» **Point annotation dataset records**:
+---+

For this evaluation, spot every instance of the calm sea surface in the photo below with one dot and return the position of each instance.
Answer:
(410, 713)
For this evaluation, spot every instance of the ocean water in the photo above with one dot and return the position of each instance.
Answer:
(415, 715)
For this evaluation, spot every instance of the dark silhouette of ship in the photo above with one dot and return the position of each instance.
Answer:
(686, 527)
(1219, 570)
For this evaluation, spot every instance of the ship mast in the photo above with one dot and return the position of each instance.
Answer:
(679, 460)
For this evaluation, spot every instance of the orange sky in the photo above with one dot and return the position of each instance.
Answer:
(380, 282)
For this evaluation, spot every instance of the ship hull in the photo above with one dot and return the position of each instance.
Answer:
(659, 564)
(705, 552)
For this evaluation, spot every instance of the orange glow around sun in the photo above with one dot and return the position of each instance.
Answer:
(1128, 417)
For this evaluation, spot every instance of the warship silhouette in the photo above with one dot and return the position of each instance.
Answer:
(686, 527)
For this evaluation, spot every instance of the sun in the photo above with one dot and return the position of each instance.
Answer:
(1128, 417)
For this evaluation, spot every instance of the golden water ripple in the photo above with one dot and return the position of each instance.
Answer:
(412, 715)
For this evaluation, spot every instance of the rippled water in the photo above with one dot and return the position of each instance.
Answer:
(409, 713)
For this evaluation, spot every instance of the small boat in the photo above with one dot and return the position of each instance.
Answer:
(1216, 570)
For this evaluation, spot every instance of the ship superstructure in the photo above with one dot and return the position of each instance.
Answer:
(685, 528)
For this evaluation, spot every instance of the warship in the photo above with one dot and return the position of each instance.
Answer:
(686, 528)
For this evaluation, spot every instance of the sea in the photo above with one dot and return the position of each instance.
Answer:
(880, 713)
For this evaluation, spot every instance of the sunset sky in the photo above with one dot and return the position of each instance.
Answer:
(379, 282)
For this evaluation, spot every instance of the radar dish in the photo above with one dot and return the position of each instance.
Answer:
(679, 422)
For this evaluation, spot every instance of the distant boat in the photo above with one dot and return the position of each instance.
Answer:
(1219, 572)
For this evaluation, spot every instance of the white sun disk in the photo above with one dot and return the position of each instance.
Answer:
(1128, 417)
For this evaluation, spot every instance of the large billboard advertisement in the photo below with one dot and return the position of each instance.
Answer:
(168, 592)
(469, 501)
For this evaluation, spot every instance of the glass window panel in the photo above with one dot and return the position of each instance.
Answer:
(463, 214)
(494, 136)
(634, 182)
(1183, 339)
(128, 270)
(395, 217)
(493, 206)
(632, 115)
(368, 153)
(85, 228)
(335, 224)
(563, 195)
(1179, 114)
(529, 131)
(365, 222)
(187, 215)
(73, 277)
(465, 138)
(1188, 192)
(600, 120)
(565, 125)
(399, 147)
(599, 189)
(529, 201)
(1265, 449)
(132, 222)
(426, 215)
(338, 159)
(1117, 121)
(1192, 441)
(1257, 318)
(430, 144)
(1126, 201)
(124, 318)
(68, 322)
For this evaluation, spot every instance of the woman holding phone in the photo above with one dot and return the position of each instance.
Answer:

+---+

» **Problem details**:
Copy out every line of the data above, exactly as given.

» **Answer to this task**:
For this evaluation, spot every instance of the calm sea surface in the photo below with one dot and return the position of each instance.
Answer:
(410, 713)
For this evaluation, spot every instance of the ocean water in the photo above with one dot and return the position of each instance.
Answer:
(415, 715)
For this evaluation, spot every instance of the dark silhouette of ship in the photo above with one dot and return the position of each instance.
Answer:
(686, 527)
(1219, 570)
For this evaluation, spot every instance of the ship mast in the photo above with one dot and return the position of each instance.
Answer:
(679, 460)
For this evaluation, spot every instance of the orange sky in the photo above with one dot and return the position of each instance.
Answer:
(380, 282)
For this evaluation, spot every instance of the ship hull in the photo above with one dot and return the position of each instance.
Answer:
(659, 564)
(705, 552)
For this evaluation, spot every instance of the orange glow around sun in the photo above with one dot and return the position of each instance.
Answer:
(1128, 417)
For this evaluation, spot every instance of the warship silhouette in the photo above with one dot and return the position of each instance.
Answer:
(686, 527)
For this evaluation, spot every instance of the sun in the photo above with one dot and return the position of each instance.
Answer:
(1128, 417)
For this evaluation, spot every instance of the golden water ripple in the photo above with one dot and return the position of each instance.
Answer:
(412, 715)
For this evaluation, spot every instance of the rippled water in the photo above with one dot and return the position of each instance.
Answer:
(409, 713)
For this evaluation, spot every instance of the small boat in the photo above with one dot and return the position of each instance.
Answer:
(1216, 570)
For this evaluation, spot every instance of the ship superstructure in the photo above with one dot and return the position of each instance.
Answer:
(685, 528)
For this evaluation, spot every instance of the warship in the photo above with one dot and return the position of each instance.
Answer:
(686, 528)
For this evaluation, spot every instance of the sea in the photo above with one dot and return the position of each instance.
Answer:
(880, 713)
For this evaluation, spot every instance of the sunset sky in the photo above with one dot and return the position of each instance.
Answer:
(379, 282)
For this evaluation, spot every instance of the radar dish in the photo above with one dot and return the position of each instance.
Answer:
(679, 422)
For this evaluation, spot every instance of the distant boat in the photo above with one dot and return the position of each instance.
Answer:
(1219, 572)
For this evaluation, spot every instance of the white sun disk in the photo above with one dot and return the position of each instance.
Answer:
(1128, 417)
For this evaluation, spot every instance of the large billboard advertisement in the photo below with one dot and return the position of each instance.
Answer:
(168, 592)
(469, 501)
For this evaluation, spot every instance of the glass window panel in the photo above with one dot and return the position of each instance.
Answer:
(463, 214)
(494, 136)
(634, 182)
(1183, 339)
(128, 270)
(395, 217)
(493, 206)
(632, 115)
(368, 153)
(85, 228)
(335, 224)
(563, 195)
(1179, 114)
(529, 131)
(365, 222)
(187, 215)
(73, 277)
(465, 138)
(1188, 192)
(600, 120)
(565, 125)
(399, 147)
(599, 189)
(529, 201)
(1265, 449)
(132, 222)
(426, 215)
(338, 159)
(1117, 121)
(1192, 441)
(1257, 318)
(430, 144)
(1126, 201)
(124, 318)
(68, 322)
For this evaluation, spot every instance of the woman holding phone in the photo above with one dot and return the position of each instance.
Answer:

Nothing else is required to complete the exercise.